## Task goal
Your task is to output the data exactly as it stands.

## Entries shown
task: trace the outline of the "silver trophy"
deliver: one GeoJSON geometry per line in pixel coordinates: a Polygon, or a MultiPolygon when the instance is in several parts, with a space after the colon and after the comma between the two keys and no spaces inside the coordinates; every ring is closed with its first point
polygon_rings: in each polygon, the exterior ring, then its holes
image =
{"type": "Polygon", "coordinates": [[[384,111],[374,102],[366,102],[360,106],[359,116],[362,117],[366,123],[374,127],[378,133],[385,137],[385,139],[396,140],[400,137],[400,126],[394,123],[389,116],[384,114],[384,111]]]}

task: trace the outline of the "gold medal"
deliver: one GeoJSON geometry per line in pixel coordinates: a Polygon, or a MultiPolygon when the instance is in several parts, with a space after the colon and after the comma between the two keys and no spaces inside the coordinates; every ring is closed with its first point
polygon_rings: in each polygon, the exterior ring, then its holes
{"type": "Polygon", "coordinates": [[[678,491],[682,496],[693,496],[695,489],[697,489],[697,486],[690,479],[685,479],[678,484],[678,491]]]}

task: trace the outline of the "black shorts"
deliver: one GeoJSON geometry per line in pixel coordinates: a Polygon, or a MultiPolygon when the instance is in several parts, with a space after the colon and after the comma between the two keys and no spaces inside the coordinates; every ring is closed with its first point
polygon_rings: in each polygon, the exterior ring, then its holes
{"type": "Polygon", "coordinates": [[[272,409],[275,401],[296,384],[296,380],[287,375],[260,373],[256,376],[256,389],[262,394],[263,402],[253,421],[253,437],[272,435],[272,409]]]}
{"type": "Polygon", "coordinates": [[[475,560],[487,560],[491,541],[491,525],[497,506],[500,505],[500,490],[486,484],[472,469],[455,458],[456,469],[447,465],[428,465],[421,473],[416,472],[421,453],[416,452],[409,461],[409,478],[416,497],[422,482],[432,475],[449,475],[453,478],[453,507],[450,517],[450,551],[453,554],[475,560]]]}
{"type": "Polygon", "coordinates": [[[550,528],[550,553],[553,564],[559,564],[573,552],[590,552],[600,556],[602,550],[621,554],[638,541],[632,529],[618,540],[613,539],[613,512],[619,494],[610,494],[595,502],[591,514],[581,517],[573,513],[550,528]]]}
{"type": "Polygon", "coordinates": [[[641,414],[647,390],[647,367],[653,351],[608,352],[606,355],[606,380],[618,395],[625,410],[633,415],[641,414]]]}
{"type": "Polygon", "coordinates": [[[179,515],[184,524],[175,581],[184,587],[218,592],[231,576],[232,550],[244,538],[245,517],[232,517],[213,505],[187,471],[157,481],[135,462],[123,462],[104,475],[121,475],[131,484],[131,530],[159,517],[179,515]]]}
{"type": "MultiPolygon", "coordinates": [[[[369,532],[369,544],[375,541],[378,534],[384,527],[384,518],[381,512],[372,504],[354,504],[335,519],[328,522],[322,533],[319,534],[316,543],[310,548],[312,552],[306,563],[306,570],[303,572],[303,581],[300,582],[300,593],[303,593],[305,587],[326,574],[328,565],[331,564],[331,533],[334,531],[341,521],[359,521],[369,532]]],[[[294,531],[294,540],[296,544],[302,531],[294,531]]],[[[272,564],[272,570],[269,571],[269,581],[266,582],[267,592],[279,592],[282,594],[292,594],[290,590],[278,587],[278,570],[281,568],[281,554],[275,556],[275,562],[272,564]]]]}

## Final result
task: trace the outline of the "silver trophy"
deliver: one GeoJSON geometry per line in pixel coordinates: a Polygon, or a MultiPolygon when the instance is in several parts, with a space after the colon and after the comma between the two keys and no spaces inside the coordinates; every ring is closed with its first point
polygon_rings: in each polygon, the exterior ring, then its holes
image =
{"type": "Polygon", "coordinates": [[[384,111],[374,102],[366,102],[360,106],[359,116],[362,117],[366,123],[374,127],[378,133],[385,137],[385,139],[396,140],[400,137],[400,126],[394,123],[389,116],[384,114],[384,111]]]}

task: trace the outline of the "gold medal"
deliver: one GeoJSON geometry per line in pixel coordinates: a Polygon, or a MultiPolygon when the instance is in several parts, with a space after the colon and after the comma between the two keys and no spaces inside the coordinates; every ring is closed with its first point
polygon_rings: in each polygon, the exterior ring, then its holes
{"type": "Polygon", "coordinates": [[[678,491],[682,496],[693,496],[695,489],[697,489],[697,486],[690,479],[685,479],[678,484],[678,491]]]}

task: trace the outline of the "black shorts"
deliver: one GeoJSON geometry per line in pixel coordinates: a Polygon, or a MultiPolygon when the instance is in several parts, with a space after the colon and after the comma between the two keys and no spaces inside the coordinates; every ring is closed with its first point
polygon_rings: in each polygon, the exterior ring, then its holes
{"type": "Polygon", "coordinates": [[[272,409],[275,401],[296,384],[296,380],[287,375],[260,373],[256,376],[256,389],[262,394],[263,402],[253,421],[253,437],[272,435],[272,409]]]}
{"type": "Polygon", "coordinates": [[[475,560],[487,560],[491,541],[491,525],[497,506],[500,505],[500,490],[486,484],[472,469],[455,458],[456,469],[447,465],[428,465],[421,473],[416,472],[421,453],[416,452],[409,461],[409,478],[416,497],[422,482],[432,475],[449,475],[453,478],[453,507],[450,517],[450,551],[453,554],[475,560]]]}
{"type": "Polygon", "coordinates": [[[550,528],[550,553],[553,564],[559,564],[573,552],[590,552],[600,556],[602,550],[621,554],[638,541],[632,529],[618,540],[613,539],[613,512],[619,494],[610,494],[595,502],[591,514],[581,517],[573,513],[550,528]]]}
{"type": "Polygon", "coordinates": [[[641,414],[647,390],[647,367],[653,351],[608,352],[606,355],[606,380],[618,395],[625,410],[633,415],[641,414]]]}
{"type": "Polygon", "coordinates": [[[179,515],[184,524],[175,581],[184,587],[218,592],[231,576],[232,550],[244,538],[245,517],[232,517],[213,505],[187,471],[157,481],[135,462],[123,462],[104,475],[121,475],[131,484],[131,530],[159,517],[179,515]]]}
{"type": "MultiPolygon", "coordinates": [[[[369,532],[369,544],[375,541],[378,534],[384,527],[384,518],[381,512],[372,504],[354,504],[335,519],[328,522],[322,533],[319,534],[316,543],[310,548],[312,552],[306,563],[306,570],[303,572],[303,581],[300,582],[300,593],[303,593],[305,587],[326,574],[328,565],[331,564],[331,533],[334,531],[341,521],[359,521],[369,532]]],[[[294,531],[294,540],[296,544],[302,531],[294,531]]],[[[272,564],[272,570],[269,571],[269,581],[266,582],[267,592],[279,592],[282,594],[292,594],[290,590],[278,587],[278,570],[281,568],[281,554],[275,556],[275,562],[272,564]]]]}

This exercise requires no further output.